I wound up netting more energy per day in my situation, primarily due to several factors --
1, due to the higher operating voltages the charge controller would wake up and produce usable power much earlier in the day and would go to sleep much later. A couple hours worth of extra production at less than max insolation..
2, the higher voltage produced more usable power in cloudy days, where the paralleled panels' max power point would quickly drop below my charge profile voltages.
3, my panels are oriented so the mast could only shade a maximum of 2 out of the 3 sections on one panel. So in my particular case, in a partial shade situation I am producing at least 30% more power in series, even accounting for bypass diode voltage drop, than in a parallel array, where partial shading would immediately drop the entire partially shaded panel below my charge profile minimum and render it net zero production.

Added benefit: The fact my MPPT controller is switching lower currrent along the long run (read: antenna) to the solar panels creates MUCH less RF noise in and around my boat. My VHF doesn't break squelch randomly like it used to. I am an extra class amateur radio operator and care much about these things..

Devil's advocate may state that the higher your array voltage from your battery voltage, the less efficiently your mppt charger will operate -- but -- we're talking percentage points here.

And of course, everything is percentage points here...

I am not saying series is the answer or parallel is the answer -- truely, I think that a "general consensus" is a bad idea here. We all have different operating temperatures, shading considerations, battery system charge profiles, panel specifications, installation considerations, etc. I just want to offer up additional considerations to the subject that many people are probably not aware of -- it is important to read the data sheets on your solar panels and carefully consider both temperature effects and shading effects on arrays and net energy production before we commit one way or another. YMMV.

And anyways, doing some empirical testing on both methods isn't that hard as long as you take that into consideration during the installation.

_WHAT THIS TASK INVOLVES_
Write out the solar panel wiring post from "Added benefit: The" up to and including "about these things..", keeping every word and mark unchanged.

_INFORMATION SHOWN_
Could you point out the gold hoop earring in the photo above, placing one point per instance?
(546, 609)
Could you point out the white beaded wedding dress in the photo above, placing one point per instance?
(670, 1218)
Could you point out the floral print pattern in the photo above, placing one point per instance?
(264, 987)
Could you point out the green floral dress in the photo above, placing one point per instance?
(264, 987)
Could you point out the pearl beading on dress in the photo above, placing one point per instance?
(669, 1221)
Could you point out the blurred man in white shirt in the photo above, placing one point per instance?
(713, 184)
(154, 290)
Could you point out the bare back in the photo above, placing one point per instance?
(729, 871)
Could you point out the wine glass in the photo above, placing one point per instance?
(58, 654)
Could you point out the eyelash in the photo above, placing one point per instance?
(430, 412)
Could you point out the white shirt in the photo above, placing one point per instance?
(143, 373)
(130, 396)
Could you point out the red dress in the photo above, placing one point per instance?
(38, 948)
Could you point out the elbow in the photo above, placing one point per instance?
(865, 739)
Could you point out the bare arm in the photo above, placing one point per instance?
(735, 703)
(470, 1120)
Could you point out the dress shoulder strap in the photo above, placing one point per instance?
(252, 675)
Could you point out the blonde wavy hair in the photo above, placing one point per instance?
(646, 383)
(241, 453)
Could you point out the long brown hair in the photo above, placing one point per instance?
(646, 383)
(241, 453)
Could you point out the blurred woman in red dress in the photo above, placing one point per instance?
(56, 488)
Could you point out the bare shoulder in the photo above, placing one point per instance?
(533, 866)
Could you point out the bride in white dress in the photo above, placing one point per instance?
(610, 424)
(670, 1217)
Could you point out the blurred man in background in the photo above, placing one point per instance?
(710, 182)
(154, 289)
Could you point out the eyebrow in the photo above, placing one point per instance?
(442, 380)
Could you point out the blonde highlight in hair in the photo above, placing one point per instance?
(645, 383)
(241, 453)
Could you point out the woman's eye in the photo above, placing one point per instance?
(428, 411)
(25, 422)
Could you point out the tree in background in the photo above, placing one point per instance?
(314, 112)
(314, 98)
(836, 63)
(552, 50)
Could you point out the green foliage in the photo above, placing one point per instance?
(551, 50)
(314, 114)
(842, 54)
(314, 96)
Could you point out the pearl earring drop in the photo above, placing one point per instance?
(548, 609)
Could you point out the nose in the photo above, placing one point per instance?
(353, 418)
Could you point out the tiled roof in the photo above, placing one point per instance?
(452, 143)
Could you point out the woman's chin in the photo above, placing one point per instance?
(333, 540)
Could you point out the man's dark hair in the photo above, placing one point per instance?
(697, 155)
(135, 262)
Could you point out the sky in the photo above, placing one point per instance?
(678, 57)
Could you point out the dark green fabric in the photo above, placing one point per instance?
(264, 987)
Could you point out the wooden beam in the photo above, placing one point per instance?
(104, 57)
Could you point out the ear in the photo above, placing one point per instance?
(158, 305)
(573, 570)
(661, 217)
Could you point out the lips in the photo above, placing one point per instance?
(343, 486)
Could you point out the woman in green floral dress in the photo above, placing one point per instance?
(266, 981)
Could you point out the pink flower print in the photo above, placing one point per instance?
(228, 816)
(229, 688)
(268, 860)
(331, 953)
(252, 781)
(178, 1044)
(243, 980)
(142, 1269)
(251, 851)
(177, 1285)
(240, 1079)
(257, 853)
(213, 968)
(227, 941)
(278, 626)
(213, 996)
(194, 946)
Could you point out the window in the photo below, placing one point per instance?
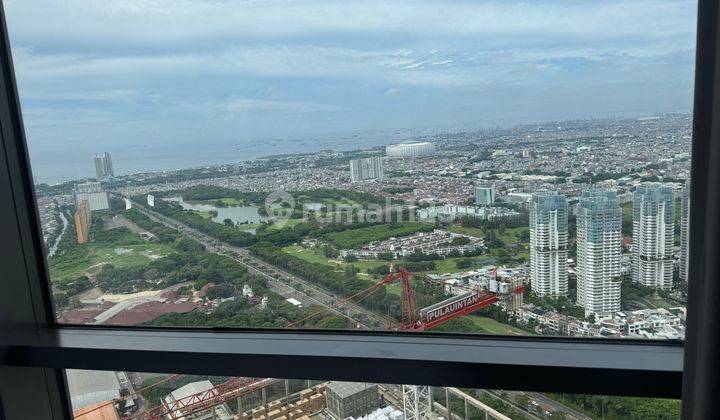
(214, 397)
(318, 198)
(247, 173)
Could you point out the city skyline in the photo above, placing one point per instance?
(465, 65)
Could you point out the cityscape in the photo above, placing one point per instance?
(567, 228)
(503, 172)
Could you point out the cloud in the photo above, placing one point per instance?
(175, 61)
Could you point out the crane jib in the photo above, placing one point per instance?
(450, 306)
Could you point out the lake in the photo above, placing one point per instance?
(238, 214)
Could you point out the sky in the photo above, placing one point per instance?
(172, 72)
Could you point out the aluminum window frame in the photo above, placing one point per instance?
(34, 348)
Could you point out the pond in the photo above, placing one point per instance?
(238, 214)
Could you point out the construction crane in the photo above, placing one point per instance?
(449, 309)
(232, 388)
(415, 397)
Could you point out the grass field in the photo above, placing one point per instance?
(494, 327)
(509, 236)
(356, 237)
(449, 265)
(289, 223)
(89, 258)
(204, 214)
(442, 266)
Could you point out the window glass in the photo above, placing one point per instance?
(493, 167)
(150, 395)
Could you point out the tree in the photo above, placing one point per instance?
(220, 291)
(385, 256)
(329, 251)
(463, 264)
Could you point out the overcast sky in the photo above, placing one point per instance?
(180, 70)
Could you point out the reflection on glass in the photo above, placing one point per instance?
(133, 395)
(485, 167)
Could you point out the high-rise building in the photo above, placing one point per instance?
(485, 195)
(351, 399)
(94, 193)
(103, 166)
(653, 230)
(366, 169)
(599, 236)
(411, 149)
(548, 243)
(685, 232)
(82, 221)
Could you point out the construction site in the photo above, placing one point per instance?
(276, 399)
(273, 399)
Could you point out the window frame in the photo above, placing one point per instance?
(34, 348)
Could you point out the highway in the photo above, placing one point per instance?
(279, 280)
(288, 286)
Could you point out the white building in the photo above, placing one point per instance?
(548, 243)
(599, 235)
(95, 195)
(103, 166)
(410, 149)
(365, 169)
(485, 195)
(685, 231)
(653, 232)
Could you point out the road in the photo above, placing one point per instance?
(279, 280)
(545, 403)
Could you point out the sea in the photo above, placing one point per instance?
(74, 160)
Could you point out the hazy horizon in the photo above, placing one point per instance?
(202, 75)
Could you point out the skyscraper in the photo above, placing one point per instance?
(485, 195)
(548, 243)
(599, 235)
(82, 221)
(103, 166)
(685, 231)
(95, 195)
(653, 230)
(365, 169)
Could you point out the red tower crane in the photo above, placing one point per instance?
(444, 311)
(411, 320)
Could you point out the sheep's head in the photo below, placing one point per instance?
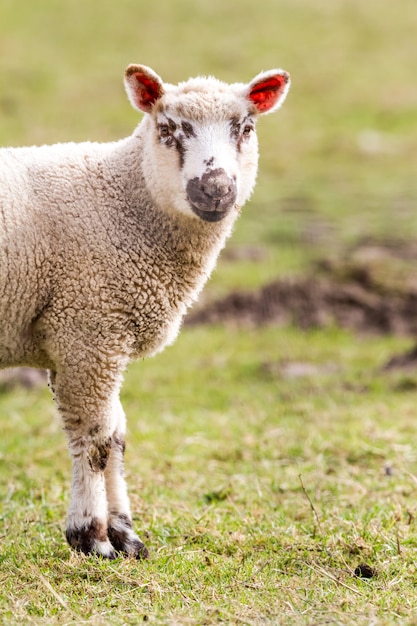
(202, 154)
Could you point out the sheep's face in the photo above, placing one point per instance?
(202, 151)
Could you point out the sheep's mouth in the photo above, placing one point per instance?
(209, 215)
(212, 196)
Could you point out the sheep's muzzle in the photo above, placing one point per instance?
(212, 196)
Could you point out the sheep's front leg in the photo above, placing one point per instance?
(120, 530)
(87, 409)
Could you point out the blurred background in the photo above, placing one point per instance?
(337, 162)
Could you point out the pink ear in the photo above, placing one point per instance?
(267, 91)
(143, 87)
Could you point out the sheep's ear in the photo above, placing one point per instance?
(143, 87)
(268, 90)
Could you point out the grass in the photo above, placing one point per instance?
(259, 492)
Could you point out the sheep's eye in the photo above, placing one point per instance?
(164, 130)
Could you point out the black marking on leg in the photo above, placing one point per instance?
(120, 443)
(98, 454)
(84, 539)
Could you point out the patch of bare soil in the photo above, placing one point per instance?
(371, 289)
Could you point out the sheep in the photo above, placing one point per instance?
(104, 247)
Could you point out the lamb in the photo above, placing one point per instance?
(103, 249)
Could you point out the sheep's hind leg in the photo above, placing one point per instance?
(120, 530)
(89, 424)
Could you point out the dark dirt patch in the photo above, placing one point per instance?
(315, 303)
(371, 288)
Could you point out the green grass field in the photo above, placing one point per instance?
(265, 464)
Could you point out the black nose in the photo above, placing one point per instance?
(213, 195)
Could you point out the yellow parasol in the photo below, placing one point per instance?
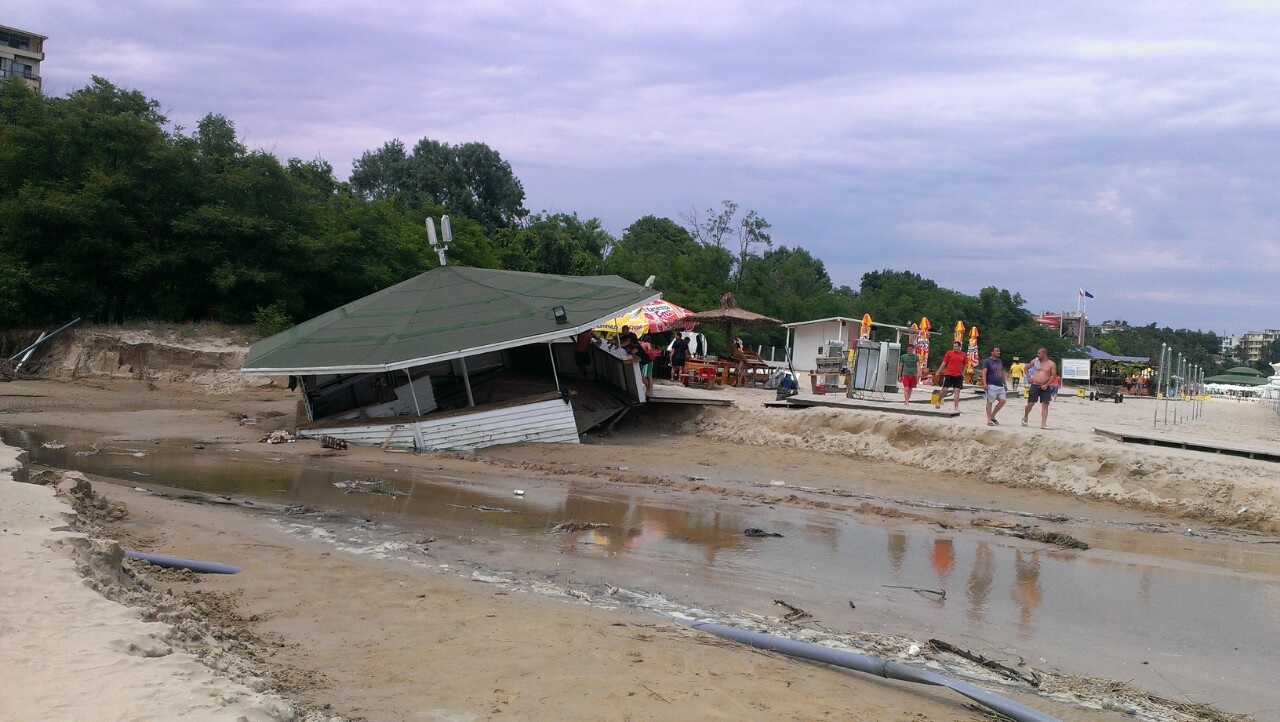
(922, 346)
(972, 362)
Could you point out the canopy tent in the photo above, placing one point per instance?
(1244, 371)
(443, 314)
(730, 315)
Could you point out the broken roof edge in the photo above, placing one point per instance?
(567, 333)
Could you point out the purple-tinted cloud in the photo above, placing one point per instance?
(1129, 149)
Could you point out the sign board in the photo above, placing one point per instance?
(1075, 369)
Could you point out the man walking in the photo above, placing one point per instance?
(1015, 373)
(908, 370)
(952, 374)
(1038, 387)
(993, 384)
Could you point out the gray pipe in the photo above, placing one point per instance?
(876, 666)
(44, 338)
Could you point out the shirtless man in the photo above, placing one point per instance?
(1037, 387)
(583, 351)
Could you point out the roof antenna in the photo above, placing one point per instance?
(446, 237)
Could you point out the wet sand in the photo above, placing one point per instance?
(373, 639)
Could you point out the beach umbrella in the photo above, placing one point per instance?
(728, 315)
(654, 316)
(922, 346)
(973, 351)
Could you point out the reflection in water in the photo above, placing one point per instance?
(896, 551)
(944, 558)
(694, 549)
(1027, 589)
(635, 525)
(979, 581)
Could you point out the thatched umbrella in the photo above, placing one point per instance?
(730, 315)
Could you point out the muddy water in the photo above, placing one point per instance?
(1182, 616)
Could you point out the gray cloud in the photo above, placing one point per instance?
(1132, 149)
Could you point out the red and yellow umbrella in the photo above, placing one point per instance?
(922, 346)
(654, 316)
(972, 362)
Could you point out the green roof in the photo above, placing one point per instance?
(1244, 371)
(446, 312)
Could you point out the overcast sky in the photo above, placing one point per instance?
(1129, 149)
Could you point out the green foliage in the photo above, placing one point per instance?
(109, 214)
(904, 297)
(686, 273)
(558, 243)
(270, 320)
(471, 179)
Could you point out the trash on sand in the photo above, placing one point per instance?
(794, 613)
(576, 526)
(370, 487)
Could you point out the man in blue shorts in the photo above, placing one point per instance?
(1038, 387)
(993, 383)
(952, 374)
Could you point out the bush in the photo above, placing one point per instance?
(269, 320)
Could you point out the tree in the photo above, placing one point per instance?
(558, 243)
(688, 273)
(471, 179)
(712, 229)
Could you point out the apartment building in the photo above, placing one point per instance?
(1252, 343)
(21, 53)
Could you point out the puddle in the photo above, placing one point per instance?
(1189, 618)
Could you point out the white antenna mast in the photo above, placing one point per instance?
(442, 243)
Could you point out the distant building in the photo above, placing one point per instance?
(1229, 343)
(1111, 327)
(1252, 343)
(21, 53)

_ANSWER BELOW_
Added benefit: The fact my MPPT controller is switching lower currrent along the long run (read: antenna) to the solar panels creates MUCH less RF noise in and around my boat. My VHF doesn't break squelch randomly like it used to. I am an extra class amateur radio operator and care much about these things..